When the First World War broke out, two of Andy’s younger brothers, Henry and Robert enlisted almost straight away. It would seem that Andy delayed his enlistment so that he and Edward Messenger, a telephonist from Boonah could join together. Both men took the train to Ipswich on 26th November 1915 and were both accepted as reinforcements for the 25th Battalion. Andy was 29 years old but Edward was just 18, with a note from his parents giving their permission for his enlistment.
Both recruits were almost 6’ tall and weighed over ten stone. On 31st March 1916 the 11th reinforcements for the 25th Battalion boarded the “Star of Victoria” in Sydney. Andy and Edward are listed on the embarkation roll with consecutive regimental numbers. The reinforcements were bound for Egypt but the 25th Battalion, having come out from Gallipoli almost intact, had been sent on to Marseilles on 12th March. It would take Andy another four months before he finally joined his battalion.

- **Stored data**:
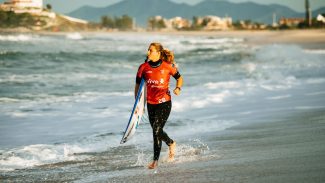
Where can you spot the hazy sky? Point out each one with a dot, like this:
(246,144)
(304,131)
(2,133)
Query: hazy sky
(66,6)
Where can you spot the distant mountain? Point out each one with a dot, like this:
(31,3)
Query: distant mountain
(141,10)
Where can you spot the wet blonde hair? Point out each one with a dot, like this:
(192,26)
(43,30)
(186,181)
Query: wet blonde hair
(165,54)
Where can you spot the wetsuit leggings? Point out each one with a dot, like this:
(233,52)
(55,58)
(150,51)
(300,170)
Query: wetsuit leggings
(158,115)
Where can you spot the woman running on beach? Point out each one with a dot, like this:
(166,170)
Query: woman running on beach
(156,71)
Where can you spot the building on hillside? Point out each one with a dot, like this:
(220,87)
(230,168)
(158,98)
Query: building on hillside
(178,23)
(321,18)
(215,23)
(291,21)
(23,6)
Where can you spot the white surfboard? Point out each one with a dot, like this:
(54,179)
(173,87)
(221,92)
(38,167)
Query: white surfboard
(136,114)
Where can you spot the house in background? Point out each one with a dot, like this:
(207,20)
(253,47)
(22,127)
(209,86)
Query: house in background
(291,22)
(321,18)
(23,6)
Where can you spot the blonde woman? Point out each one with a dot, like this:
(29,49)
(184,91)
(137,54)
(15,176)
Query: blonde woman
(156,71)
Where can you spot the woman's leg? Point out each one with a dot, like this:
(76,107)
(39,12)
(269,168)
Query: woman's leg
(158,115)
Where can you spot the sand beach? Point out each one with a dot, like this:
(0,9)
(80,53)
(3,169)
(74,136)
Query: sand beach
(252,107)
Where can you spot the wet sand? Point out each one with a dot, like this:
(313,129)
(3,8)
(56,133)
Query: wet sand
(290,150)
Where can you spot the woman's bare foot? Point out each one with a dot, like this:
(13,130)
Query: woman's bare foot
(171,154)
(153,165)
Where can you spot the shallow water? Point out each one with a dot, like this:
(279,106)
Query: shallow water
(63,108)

- **Set tasks**:
[1] Copy the beach-scene labeling records above word for word, including the coordinates, but omit the picture.
[2] Extend the account of Andy's First World War enlistment, picking up after its last sentence.

- **Answers by task**:
[1]
Where can you spot the hazy sky? Point out each one with a dot, like this:
(246,144)
(304,131)
(2,133)
Query: hazy sky
(66,6)
Where can you spot the distant mountain? Point out each one with a dot, like this:
(31,3)
Query: distant mountain
(141,10)
Where can you spot the wet blonde hair? Point out each one with a dot, like this:
(192,26)
(43,30)
(186,181)
Query: wet blonde hair
(165,54)
Where can you spot the wetsuit leggings? Point out each one with a dot, like this:
(233,52)
(55,58)
(150,51)
(300,170)
Query: wetsuit leggings
(158,115)
Where can you spot the woman running on beach? Point out each one with a dot, like this:
(166,170)
Query: woman running on beach
(156,71)
Where can you spot the building on hillside? Point out each one with a dot, like this:
(220,87)
(230,168)
(158,98)
Query: building on hillside
(178,23)
(321,18)
(215,23)
(291,21)
(23,6)
Where can you spot the white surfboard? Point out each one with a dot, like this:
(54,179)
(173,87)
(221,92)
(38,167)
Query: white surfboard
(136,114)
Where can you spot the house in background? Point out each one with a dot, like this:
(207,20)
(253,47)
(22,127)
(209,86)
Query: house in background
(291,22)
(321,18)
(23,6)
Where can you spot the blonde woman? Point out each one with a dot, like this:
(29,49)
(184,91)
(137,54)
(15,176)
Query: blonde woman
(156,71)
Where can you spot the woman's leg? Point out each one with a dot, like this:
(76,107)
(39,12)
(269,168)
Query: woman's leg
(158,115)
Where can you spot the sand beach? Point out each one with a dot, like this:
(0,9)
(80,53)
(3,169)
(74,136)
Query: sand beach
(252,107)
Where can you spot the wet sand? Point out each one with a dot, like this:
(313,129)
(3,8)
(56,133)
Query: wet sand
(290,150)
Where can you spot the woman's bare foot? Point out each one with a dot, like this:
(13,130)
Query: woman's bare foot
(171,154)
(153,165)
Where can you spot the shallow water? Point out each one with a dot, like this:
(279,106)
Query: shallow water
(63,108)

[2]
Andy and Edward spent a month in Egypt before being shipped to Marseilles. While in a segregation camp there on 1st June, Andy and Edward broke out of the camp to see the sights of the Mediterranean City. They were each given three days field punishment # 2. When Andy finally was taken on strength by the 25th Battalion on 2nd August 1916, the battalion had just come out of the line, having fought its first major action on the western front at Pozieres. Between 25th July and 7th August, the 25th Battalion lost 25 officers and 660 men; killed or wounded.
In spite of his relative lack of experience, the need to replace Non Commissioned ranks saw Andy promoted to corporal after the battalion went into a rest camp at Poperinghe near Ypres in Belgium. Despite the coming of winter, the 25th were put back into the line on the Somme where they had to endure freezing conditions.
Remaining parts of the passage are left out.